Paseamos al atardecer por la zona cero del barrio latino. En la plaza del Panteón hay un concierto para recaudar fondos para la lucha contra el cáncer. Pierre se sienta en un banco de la plaza. La fiesta está alrededor. Una señora con zancos y atuendo de payaso nos saluda. Con su mejor humor negro, Pierre comenta: "¿Habrá visto en mí un buen ejemplo de la lucha contra el cáncer?".
- 27 de marzo. Llamo a la escritora Elena Castedo. Está en París con su marido que es profesor del MIT, en Harvard. Ahora dicta un curso en la Sorbona. Las huelgas no han llegado a la Facultad en la que Denny imparte su seminario. Los visito en un piso que alquilaron por 2.000 euros al mes. Precios de París. Y Elena, que es en parte española, chilena y norteamericana, recuerda el día en el que me entregó el manuscrito de su primera novela, Paraíso, que luego quedó finalista en un premio importante en los Estados Unidos. Yo vivía entonces en Washington y luego de leer aquella novela la tranquilicé: "Aunque no escribas nunca nada mas, tu obra ya está terminada". En parte esto se ha cumplido. Porque ahora Elena tiene serias dificultades en publicar su segunda novela. Y yo no me atrevo a decirle que todos deberíamos conformarnos con un solo libro si ese libro es lo bastante bueno. ¿Para qué más? ¿Para repetirnos?
Elena y Denny aseguran que París es un museo pensado para el turismo. Todo está viejo, es impráctico y hermoso. En Francia, repiten, casi nada funciona.

[Segmento de datos]:
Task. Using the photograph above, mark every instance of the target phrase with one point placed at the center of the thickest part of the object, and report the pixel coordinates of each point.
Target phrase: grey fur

[Acción requerida A]:
Responda estas preguntas con datos del fragmento:
(i) ¿Para qué se recaudan fondos con el concierto de la plaza del Panteón?
(ii) ¿Cuánto cuesta al mes el piso que alquilaron Elena y Denny?
(iii) ¿Cómo se titula la primera novela de Elena Castedo?
[Acción requerida B]: Copie de nuevo la parte del fragmento que empieza con "Elena y Denny" y sigue hasta "casi nada funciona.", cambiando "museo" por "escenario".
[Acción requerida C]: Según el fragmento, ¿por qué se ha cumplido en parte la frase "Aunque no escribas nunca nada mas, tu obra ya está terminada"?

[Resultado del ejercicio A]:
(i) Para la lucha contra el cáncer.
(ii) 2.000 euros al mes.
(iii) Paraíso.

[Resultado del ejercicio B]:
Elena y Denny aseguran que París es un escenario pensado para el turismo. Todo está viejo, es impráctico y hermoso. En Francia, repiten, casi nada funciona.

[Resultado del ejercicio C]: Se ha cumplido en parte porque ahora Elena tiene serias dificultades para publicar su segunda novela.